To be done
Print the line that contains "Could you point to every instance of the cap" and every line after it through the last line of the records below, exactly as written and nothing else.

Exercise material
···
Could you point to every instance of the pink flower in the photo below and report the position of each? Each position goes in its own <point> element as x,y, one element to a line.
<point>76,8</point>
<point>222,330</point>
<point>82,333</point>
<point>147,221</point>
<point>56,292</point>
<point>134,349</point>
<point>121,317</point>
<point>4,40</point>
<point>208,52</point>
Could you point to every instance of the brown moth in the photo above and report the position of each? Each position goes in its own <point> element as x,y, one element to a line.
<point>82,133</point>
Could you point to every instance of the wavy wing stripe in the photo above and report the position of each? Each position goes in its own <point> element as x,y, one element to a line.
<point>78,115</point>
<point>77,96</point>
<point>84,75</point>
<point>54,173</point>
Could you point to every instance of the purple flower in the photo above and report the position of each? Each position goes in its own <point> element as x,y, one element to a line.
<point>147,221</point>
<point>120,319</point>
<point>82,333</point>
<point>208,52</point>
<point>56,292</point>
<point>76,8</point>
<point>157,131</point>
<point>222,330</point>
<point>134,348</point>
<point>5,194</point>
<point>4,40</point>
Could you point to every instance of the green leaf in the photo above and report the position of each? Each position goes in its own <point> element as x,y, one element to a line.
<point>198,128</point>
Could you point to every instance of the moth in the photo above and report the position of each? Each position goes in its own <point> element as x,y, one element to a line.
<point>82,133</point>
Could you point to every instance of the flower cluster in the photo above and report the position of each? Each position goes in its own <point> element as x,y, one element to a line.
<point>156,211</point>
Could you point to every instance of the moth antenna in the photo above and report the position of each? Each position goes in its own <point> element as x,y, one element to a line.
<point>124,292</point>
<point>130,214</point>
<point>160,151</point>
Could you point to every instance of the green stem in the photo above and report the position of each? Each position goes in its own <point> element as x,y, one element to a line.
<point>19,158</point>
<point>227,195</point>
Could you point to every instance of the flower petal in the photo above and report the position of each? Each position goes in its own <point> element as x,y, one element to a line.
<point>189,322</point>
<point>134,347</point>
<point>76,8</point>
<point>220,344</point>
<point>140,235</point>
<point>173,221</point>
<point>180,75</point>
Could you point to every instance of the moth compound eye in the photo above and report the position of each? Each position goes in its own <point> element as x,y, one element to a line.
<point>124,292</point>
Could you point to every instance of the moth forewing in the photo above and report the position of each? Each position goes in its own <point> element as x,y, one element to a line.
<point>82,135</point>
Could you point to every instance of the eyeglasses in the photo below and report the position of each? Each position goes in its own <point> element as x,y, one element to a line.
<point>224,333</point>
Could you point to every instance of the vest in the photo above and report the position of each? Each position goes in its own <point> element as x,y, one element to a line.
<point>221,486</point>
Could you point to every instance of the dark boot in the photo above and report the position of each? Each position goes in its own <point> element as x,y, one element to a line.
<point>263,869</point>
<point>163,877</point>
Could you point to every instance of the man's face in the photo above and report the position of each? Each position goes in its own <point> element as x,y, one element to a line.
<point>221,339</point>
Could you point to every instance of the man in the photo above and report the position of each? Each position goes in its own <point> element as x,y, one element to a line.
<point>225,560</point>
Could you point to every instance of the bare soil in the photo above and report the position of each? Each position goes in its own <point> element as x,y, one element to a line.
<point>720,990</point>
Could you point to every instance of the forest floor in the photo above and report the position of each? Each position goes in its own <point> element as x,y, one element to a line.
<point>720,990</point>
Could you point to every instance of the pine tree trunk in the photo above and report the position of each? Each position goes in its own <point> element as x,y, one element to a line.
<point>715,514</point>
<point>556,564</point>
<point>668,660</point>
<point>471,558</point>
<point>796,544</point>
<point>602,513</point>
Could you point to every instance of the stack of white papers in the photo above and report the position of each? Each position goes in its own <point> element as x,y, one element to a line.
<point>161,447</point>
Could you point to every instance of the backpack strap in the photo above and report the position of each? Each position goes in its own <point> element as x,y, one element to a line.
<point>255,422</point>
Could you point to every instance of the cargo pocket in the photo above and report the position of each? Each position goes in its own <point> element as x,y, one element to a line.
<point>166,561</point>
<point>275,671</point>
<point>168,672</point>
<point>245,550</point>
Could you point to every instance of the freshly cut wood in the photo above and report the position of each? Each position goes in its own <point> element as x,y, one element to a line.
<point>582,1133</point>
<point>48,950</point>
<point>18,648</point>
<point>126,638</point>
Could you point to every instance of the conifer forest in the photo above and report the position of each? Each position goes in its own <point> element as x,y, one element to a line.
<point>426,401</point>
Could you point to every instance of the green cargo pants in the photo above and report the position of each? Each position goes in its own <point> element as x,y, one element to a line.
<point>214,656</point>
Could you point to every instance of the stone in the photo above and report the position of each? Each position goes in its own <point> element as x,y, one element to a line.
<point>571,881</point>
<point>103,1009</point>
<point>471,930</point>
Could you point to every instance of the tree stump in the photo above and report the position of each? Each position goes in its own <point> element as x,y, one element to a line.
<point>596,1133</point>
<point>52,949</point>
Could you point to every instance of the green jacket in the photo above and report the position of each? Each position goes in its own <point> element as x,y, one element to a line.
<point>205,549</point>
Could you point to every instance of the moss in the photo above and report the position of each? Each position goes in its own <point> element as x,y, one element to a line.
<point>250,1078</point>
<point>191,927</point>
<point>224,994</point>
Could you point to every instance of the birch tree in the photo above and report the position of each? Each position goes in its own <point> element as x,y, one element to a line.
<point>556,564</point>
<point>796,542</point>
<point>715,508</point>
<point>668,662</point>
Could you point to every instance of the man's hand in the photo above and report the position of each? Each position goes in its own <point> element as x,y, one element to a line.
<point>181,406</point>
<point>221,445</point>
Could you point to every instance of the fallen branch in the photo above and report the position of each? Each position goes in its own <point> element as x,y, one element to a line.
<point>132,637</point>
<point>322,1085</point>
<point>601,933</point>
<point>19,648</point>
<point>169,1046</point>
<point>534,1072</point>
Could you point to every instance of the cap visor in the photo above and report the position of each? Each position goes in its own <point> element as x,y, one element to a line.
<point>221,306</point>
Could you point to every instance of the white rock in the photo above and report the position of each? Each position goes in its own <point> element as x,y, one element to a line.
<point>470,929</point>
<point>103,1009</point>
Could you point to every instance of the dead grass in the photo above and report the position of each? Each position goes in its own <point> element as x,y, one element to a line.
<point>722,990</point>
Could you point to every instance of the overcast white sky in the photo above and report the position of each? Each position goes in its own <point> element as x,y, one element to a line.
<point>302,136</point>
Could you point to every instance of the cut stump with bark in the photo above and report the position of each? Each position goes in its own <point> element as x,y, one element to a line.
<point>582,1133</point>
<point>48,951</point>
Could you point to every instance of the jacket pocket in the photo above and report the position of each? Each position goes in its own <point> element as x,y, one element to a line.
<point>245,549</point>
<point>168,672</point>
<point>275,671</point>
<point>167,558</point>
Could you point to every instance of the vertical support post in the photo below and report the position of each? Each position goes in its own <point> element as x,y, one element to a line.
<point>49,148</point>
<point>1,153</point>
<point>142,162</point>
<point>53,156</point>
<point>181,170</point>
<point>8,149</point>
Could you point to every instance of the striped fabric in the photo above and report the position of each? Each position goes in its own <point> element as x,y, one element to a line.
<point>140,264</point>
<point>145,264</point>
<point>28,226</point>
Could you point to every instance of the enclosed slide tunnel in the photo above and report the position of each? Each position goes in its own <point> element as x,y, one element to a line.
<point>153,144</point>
···
Complete response
Could you point to every instance of the cap visor in the photo above and report the position of each? Each position goes in its own <point> element as x,y, one element to a line.
<point>221,306</point>
Could you point to every instance of the white rock in the photo above and report the position of each? Each position goes in its own <point> element as x,y, one element to a line.
<point>470,929</point>
<point>103,1009</point>
Could you point to every instance of the dead grass in the photo above and report the position of each? Each position goes in its own <point> element as x,y, one element to a line.
<point>722,990</point>
Could you point to every instance of the overcast white sky in the photo above and report the position of each? Each position goes in its own <point> element as x,y, one element to a line.
<point>302,136</point>
Could you point to every instance of the cut stump with bark in the photo above and report the position of each? Each position goes in its own <point> element as x,y, one element to a line.
<point>582,1133</point>
<point>48,951</point>
Could you point to every instance of the jacket pocket in the photo above and report the position of each? Each position goes in its own <point> element as x,y, one element to a line.
<point>245,549</point>
<point>168,672</point>
<point>275,671</point>
<point>167,558</point>
Could you point to every instance of the vertical support post in the photo below and report the position of each? Each position goes in its own <point> element as x,y, one element to a line.
<point>49,148</point>
<point>1,153</point>
<point>142,162</point>
<point>53,156</point>
<point>181,170</point>
<point>8,149</point>
Could you point to every instance of the striped fabric in the photo above and report the position of each? Each position goes in its own <point> element as x,y, one element to a line.
<point>140,264</point>
<point>145,264</point>
<point>28,226</point>
Could you point to every instance of the enclosed slide tunnel in the photo above and report the position of each? Each position goes in its own <point> element as x,y, one element to a line.
<point>153,144</point>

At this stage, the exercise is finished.